Exercise directions:
Resume the text on quantitative easing and market behavior, picking up right after its final sentence.

The disconnect between the real economy and the performance of various asset classes continues to deepen. Commentary about the relationship between the two has been widely covered by market participants, as traditionally markets had a high positive correlation to good news. In more recent times, however, this relationship has become warped, confounding seasoned investors.

Since the onset of the massive quantitative easing (QE) programs enacted by central banks following the financial crisis in 2008-9, the behaviour of markets has changed; what in financial terms we call a “regime” change.

Put simply, traditionally positive economic news would imply better financial conditions and by inference prospects for companies, creating a greater demand for their assets, and pushing their assets’ value higher.

In the QE age, central banks lowered interest rates and flushed markets with liquidity, creating the perfect conditions for companies to flourish. It created an environment of lower costs of financing, and thus, being able to afford a more leveraged capital structure and invest in their businesses. This has led to higher earnings potential which equity investors deem attractive. Furthermore, lower interest rates led to a lower cost of risk, pushing asset valuations higher from a fundamental perspective.

In credit, yields tumble, as companies are able to refinance at lower rates given the huge level of liquidity in the market. The lower interest rates make the sustainability of their capital structure more attractive, and further increases demand for fixed income assets, driving yields lower.

The only way the cycle will break is if inflation expectations rise and central banks consider raising rates once again. We already witnessed the pull back in financial markets, dubbed the “taper tantrum” when the Fed had announced it was scaling back its easing program in 2013.

Excerpted data:
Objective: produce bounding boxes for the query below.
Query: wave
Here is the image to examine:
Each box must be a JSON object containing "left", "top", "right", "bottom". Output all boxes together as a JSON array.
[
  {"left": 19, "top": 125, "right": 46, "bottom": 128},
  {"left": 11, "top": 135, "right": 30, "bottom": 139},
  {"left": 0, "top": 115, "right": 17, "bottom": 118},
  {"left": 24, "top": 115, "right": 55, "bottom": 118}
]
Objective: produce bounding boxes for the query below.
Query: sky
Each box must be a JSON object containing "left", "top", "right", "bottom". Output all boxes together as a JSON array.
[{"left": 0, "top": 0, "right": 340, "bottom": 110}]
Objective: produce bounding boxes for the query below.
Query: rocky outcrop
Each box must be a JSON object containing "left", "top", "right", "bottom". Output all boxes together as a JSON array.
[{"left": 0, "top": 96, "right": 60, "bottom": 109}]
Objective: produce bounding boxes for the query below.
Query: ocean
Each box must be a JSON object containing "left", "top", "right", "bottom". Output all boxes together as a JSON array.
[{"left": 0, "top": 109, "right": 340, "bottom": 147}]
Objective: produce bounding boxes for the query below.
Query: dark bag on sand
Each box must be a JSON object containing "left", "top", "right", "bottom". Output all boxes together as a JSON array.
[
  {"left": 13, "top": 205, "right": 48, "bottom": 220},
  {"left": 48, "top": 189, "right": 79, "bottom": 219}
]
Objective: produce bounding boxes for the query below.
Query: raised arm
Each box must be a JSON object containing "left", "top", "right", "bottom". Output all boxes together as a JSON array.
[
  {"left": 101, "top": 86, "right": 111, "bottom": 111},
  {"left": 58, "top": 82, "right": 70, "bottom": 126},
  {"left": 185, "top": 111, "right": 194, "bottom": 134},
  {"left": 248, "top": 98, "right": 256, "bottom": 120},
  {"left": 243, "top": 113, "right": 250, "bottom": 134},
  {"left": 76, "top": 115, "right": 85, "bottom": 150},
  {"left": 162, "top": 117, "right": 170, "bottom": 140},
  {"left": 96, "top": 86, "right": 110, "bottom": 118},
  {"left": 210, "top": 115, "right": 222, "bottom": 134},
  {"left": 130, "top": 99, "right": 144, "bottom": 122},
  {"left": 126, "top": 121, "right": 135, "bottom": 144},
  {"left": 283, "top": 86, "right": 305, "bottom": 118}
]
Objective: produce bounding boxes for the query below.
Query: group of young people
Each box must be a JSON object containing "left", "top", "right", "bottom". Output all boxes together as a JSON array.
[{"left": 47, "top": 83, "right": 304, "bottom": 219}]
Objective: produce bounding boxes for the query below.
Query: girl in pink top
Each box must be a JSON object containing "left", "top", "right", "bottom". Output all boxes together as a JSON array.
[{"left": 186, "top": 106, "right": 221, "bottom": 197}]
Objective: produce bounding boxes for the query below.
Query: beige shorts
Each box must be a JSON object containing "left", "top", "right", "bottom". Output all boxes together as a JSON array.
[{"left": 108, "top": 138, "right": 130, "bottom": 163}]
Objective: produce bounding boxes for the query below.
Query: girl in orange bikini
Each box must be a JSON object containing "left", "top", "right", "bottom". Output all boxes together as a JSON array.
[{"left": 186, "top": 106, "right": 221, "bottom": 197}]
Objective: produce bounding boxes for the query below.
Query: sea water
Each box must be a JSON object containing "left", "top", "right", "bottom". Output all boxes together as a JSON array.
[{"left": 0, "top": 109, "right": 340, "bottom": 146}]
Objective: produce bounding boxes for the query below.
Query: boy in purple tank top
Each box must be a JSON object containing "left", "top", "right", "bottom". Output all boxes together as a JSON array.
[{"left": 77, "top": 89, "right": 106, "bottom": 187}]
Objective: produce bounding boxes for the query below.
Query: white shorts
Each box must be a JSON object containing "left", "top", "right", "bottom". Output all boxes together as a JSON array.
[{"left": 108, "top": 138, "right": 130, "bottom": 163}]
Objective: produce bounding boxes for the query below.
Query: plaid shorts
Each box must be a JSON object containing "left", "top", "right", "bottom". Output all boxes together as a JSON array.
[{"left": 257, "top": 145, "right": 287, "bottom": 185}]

Output below:
Consequently, even before the pandemic, central banks became the “sugar daddies” of financial markets. We ended up in the perverse situation where positive economic news is interpreted as the potential for central banks to reverse their dovish stance, and resulting in assets trading lower.

Given the vast impact that the pandemic has had on world economies, institutions doubled down on the level of support given, and introduced fiscal measures to sustain their economies even further. This unprecedented level of support saw a quick snapback of financial assets, and today, fuelled by an end in sight to the pandemic, has pushed financial assets to record levels in many asset classes.

In the credit space, given that most companies managed to refinance their liquidity needs in 2020, the reduced level of new issues coming to market has further increased the technical bid in the market, putting even more pressure on yields. The term “high yield” has become relative, as in real terms yields have arguably become not so high anymore.

Given the fragility of the real economy, I believe we are still some way off from the risk of any policy changes in the short term; however, I would expect some volatility in the marketplace once central banks and governments alike start to signal that they will be tapering their accommodative measures.

The full, indefinite, freedom of movement and reopening of businesses, particularly in the services sector, backed by economic data, could be deemed as an inflection point in terms of market timing in my opinion. Until then, the expectation is for asset prices to rise gradually and yields to grind tighter.